▸ **Aim of the exercise**: Retype the entries below without any changes, from the line with "Labeling fields. Category: lower" up to and including the last line of the entries.

▸ **Given entries**:
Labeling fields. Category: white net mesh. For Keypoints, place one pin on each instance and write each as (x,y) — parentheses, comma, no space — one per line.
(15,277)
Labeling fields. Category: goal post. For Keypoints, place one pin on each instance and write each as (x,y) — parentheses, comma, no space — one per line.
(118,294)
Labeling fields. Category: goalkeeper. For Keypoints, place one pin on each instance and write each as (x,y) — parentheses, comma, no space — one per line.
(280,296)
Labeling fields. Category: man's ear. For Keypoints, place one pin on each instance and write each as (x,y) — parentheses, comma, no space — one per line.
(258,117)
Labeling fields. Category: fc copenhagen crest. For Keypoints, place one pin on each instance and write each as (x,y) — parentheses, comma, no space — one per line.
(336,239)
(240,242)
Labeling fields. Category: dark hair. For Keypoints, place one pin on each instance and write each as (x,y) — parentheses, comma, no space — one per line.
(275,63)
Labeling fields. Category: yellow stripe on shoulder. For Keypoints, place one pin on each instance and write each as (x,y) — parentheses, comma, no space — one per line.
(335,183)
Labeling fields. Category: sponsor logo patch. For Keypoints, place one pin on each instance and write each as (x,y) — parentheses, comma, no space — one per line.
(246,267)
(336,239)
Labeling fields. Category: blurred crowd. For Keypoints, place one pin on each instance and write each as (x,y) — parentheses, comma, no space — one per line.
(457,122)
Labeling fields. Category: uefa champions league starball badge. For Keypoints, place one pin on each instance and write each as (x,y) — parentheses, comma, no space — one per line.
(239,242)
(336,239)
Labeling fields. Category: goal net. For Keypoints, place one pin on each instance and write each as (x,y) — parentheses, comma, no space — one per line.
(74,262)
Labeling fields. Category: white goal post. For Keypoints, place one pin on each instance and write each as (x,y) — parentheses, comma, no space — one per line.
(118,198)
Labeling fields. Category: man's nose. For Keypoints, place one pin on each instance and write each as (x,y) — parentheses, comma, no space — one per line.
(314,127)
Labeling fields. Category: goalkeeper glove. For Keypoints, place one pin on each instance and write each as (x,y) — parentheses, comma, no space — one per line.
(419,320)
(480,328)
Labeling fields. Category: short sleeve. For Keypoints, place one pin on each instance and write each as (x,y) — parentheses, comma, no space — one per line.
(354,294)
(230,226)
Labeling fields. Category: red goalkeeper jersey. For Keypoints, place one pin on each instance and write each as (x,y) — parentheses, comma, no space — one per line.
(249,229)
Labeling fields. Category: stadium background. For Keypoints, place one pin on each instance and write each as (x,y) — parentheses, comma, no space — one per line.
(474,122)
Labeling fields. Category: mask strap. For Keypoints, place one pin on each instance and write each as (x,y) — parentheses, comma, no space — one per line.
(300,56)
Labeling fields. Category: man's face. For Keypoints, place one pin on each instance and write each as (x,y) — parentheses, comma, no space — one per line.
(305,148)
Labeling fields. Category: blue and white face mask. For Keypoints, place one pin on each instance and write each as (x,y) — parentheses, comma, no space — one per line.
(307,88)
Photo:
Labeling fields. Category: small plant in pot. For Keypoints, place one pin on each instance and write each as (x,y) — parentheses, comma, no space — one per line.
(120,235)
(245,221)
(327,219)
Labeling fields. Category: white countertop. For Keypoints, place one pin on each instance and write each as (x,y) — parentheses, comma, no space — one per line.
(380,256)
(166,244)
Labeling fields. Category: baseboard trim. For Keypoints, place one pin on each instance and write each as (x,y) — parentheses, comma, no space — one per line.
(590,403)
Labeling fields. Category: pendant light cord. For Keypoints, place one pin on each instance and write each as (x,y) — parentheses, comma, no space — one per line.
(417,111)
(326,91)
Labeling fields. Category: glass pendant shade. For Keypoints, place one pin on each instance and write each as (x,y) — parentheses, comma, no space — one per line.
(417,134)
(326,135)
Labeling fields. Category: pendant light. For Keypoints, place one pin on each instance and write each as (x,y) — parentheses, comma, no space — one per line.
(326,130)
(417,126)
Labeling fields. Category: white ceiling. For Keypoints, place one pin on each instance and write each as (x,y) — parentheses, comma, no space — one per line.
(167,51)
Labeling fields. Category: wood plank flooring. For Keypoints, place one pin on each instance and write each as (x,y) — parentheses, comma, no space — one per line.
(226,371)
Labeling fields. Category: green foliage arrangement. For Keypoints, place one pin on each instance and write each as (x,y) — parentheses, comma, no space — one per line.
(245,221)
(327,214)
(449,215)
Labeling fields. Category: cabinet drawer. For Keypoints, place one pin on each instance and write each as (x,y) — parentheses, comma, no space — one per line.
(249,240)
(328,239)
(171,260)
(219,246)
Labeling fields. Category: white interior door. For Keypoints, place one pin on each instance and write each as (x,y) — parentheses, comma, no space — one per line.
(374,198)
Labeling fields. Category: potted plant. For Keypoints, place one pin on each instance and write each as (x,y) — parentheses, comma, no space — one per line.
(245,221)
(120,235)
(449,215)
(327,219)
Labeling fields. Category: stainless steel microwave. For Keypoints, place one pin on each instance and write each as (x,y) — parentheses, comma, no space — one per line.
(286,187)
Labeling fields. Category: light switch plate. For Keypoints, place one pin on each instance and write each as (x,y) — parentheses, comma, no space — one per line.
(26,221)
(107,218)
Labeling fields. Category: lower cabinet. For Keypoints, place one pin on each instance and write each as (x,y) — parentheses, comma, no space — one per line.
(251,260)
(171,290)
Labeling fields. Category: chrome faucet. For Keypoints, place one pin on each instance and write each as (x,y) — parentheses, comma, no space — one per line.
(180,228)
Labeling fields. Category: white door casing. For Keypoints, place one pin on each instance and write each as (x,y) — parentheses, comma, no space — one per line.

▸ **Exercise response**:
Labeling fields. Category: lower cabinet. For Keypoints, place one pin on each instance and write each as (x,y) — parentheses, comma, no space — one per line.
(251,260)
(171,290)
Labeling fields. Category: chrome faucet. For Keypoints, place one pin on each instance and write each as (x,y) — parentheses, comma, no space — one per line.
(180,228)
Labeling fields. Category: white door casing. For Keypoints, place one pin on each instance and write each as (x,y) — parentheses, comma, no space — one per line.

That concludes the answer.